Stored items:

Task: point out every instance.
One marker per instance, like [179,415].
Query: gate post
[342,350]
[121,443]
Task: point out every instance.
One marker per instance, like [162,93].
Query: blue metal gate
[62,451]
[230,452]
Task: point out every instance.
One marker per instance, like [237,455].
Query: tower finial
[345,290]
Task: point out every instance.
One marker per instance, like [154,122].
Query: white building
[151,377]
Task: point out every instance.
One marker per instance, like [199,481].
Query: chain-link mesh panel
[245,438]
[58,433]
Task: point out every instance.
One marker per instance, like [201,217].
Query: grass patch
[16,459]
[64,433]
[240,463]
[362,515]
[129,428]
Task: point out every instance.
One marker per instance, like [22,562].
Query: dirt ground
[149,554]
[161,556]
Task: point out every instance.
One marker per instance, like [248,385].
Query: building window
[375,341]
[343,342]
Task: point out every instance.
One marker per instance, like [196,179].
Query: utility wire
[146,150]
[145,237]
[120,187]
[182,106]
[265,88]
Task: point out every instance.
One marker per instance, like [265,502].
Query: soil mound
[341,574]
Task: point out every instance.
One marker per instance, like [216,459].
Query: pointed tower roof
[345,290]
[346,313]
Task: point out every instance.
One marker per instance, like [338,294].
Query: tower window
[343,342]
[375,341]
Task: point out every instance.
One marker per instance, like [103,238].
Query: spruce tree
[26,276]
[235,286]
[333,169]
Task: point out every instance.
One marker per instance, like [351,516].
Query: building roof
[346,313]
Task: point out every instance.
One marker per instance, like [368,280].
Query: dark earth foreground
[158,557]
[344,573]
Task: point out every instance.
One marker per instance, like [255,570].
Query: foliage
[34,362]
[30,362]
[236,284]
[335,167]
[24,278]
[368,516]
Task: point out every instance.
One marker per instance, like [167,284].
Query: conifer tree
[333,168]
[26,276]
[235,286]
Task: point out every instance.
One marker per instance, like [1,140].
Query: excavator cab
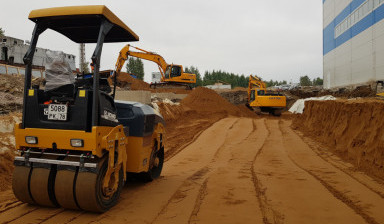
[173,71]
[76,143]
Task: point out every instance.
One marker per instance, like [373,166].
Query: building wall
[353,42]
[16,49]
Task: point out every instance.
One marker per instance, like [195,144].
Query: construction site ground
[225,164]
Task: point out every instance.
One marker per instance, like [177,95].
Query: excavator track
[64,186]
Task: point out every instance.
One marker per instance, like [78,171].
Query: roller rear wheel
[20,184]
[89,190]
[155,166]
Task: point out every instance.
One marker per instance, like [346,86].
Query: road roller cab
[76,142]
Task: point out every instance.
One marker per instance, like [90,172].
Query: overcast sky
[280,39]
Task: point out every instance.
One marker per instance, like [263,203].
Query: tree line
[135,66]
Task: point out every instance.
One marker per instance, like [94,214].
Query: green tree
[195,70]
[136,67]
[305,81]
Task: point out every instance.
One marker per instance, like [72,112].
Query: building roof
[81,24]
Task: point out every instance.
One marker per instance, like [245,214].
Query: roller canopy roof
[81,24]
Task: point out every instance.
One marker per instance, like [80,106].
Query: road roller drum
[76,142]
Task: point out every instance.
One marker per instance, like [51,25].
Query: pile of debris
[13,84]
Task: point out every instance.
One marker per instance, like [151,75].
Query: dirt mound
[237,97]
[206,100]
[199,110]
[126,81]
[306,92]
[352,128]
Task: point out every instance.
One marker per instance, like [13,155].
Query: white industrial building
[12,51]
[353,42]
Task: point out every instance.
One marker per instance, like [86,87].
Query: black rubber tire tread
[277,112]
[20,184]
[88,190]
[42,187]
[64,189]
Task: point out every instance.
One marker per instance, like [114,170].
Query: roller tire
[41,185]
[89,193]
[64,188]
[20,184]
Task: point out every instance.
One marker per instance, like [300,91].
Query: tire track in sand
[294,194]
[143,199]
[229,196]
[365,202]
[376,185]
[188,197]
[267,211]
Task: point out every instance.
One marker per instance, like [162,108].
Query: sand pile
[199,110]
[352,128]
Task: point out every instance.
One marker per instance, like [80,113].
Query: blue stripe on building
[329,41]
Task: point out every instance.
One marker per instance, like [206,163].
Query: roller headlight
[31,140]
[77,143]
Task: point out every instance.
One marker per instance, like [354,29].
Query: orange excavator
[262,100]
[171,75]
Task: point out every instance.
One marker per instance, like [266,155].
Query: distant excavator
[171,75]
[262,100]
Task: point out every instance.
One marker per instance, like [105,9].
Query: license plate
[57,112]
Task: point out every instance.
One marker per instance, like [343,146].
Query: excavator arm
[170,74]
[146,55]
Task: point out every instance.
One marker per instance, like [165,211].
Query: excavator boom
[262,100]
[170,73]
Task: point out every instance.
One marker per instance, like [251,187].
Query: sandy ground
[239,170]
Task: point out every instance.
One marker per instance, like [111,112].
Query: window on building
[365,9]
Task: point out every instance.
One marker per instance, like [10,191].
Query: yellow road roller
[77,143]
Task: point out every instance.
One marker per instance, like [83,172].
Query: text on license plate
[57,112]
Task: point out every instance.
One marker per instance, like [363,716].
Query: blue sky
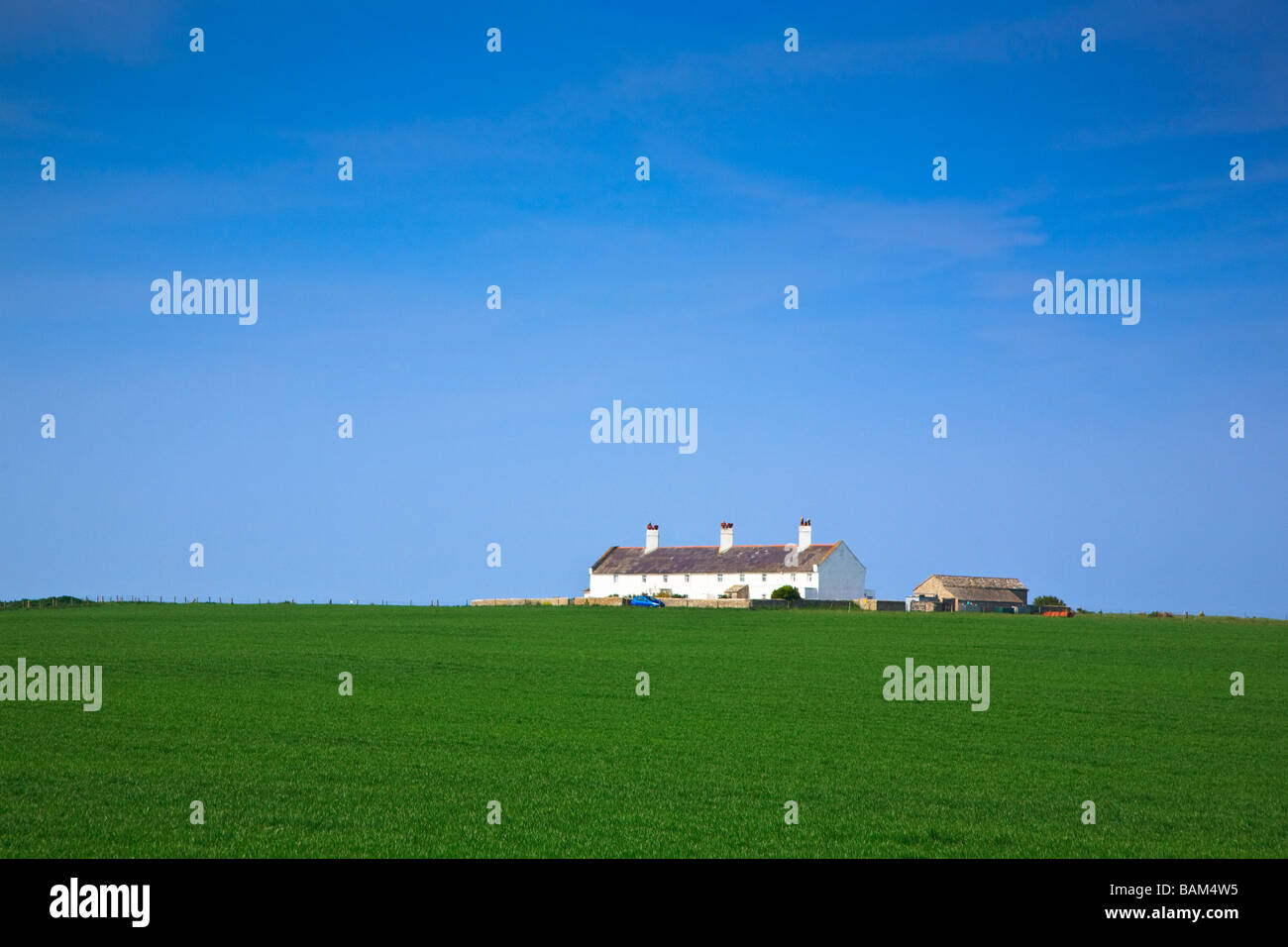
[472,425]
--
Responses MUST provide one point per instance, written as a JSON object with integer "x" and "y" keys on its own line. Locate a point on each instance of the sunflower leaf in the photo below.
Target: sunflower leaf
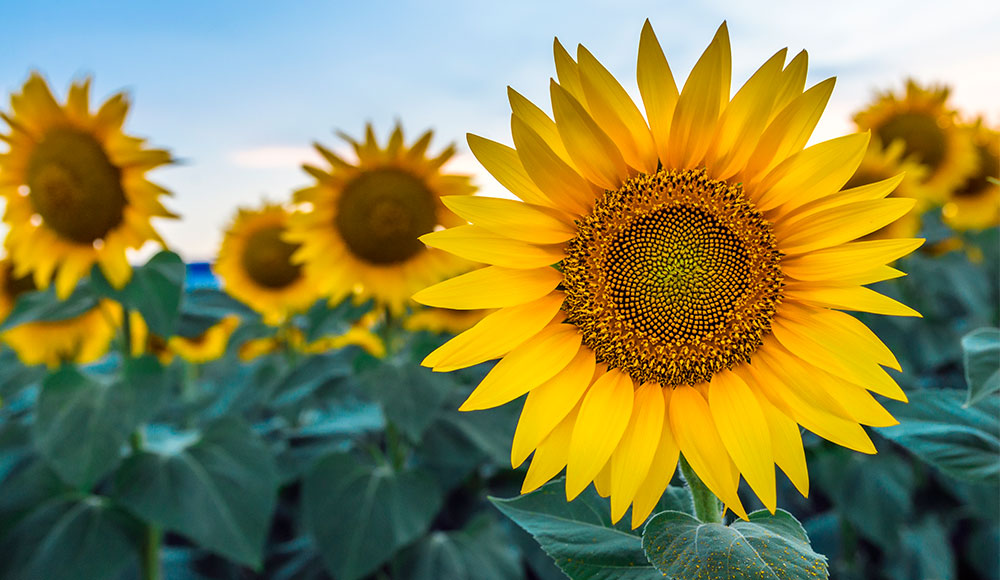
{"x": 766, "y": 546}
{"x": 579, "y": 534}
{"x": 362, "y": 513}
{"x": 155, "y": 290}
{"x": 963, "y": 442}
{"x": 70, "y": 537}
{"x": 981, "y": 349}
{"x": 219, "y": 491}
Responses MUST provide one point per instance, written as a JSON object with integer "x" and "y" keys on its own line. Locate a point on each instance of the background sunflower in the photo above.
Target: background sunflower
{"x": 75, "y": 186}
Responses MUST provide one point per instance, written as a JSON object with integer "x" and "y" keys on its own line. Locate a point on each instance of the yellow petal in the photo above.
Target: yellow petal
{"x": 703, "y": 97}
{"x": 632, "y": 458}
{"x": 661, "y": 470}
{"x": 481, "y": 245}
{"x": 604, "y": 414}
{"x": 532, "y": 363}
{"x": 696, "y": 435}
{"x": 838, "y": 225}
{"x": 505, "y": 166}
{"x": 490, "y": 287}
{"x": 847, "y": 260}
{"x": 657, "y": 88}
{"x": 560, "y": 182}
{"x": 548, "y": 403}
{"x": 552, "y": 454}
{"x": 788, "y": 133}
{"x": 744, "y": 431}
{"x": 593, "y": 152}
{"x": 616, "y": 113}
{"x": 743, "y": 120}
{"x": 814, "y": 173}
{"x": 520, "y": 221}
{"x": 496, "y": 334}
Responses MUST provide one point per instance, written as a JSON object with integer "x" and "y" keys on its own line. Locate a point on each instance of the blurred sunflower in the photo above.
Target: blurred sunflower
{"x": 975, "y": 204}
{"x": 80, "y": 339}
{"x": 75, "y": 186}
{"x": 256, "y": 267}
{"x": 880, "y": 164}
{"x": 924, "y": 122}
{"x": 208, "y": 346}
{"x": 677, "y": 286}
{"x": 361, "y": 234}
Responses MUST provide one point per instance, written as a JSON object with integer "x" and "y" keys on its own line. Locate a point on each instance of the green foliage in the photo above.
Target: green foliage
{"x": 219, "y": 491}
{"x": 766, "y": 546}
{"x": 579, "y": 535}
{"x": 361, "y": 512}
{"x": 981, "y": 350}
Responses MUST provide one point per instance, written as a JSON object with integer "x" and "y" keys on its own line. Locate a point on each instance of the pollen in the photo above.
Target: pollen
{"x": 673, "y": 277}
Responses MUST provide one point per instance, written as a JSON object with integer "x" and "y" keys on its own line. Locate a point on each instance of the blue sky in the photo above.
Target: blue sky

• **EXERCISE BRIEF**
Look above for the line containing "One marker per instance, like [51,25].". Output from there through the line containing "One marker per instance, like [80,113].", exactly and inclusively.

• **WORKED SOLUTION**
One marker per instance, like [51,25].
Query: pile of debris
[13,84]
Task: point out every instance.
One marker per instance, like [151,75].
Query: dirt mound
[237,97]
[206,100]
[199,110]
[126,81]
[306,92]
[352,128]
Task: point out every instance.
One marker per instance, like [13,155].
Query: white industrial building
[12,51]
[353,42]
Task: point out every instance.
One marker per instance, like [86,87].
Query: black rubber tire tread
[277,112]
[20,184]
[88,190]
[42,187]
[64,189]
Task: point out every instance.
One marker per instance, like [114,170].
Query: roller tire
[41,185]
[89,193]
[64,188]
[20,184]
Task: point out every instance.
One marker per instance, like [300,91].
Query: tire track in sand
[294,194]
[143,199]
[229,196]
[365,202]
[376,185]
[188,197]
[267,211]
Task: point out every instance.
One marker per instance, like [162,108].
Query: sand pile
[199,110]
[352,128]
Task: point out every instance.
One marker per instance, like [80,113].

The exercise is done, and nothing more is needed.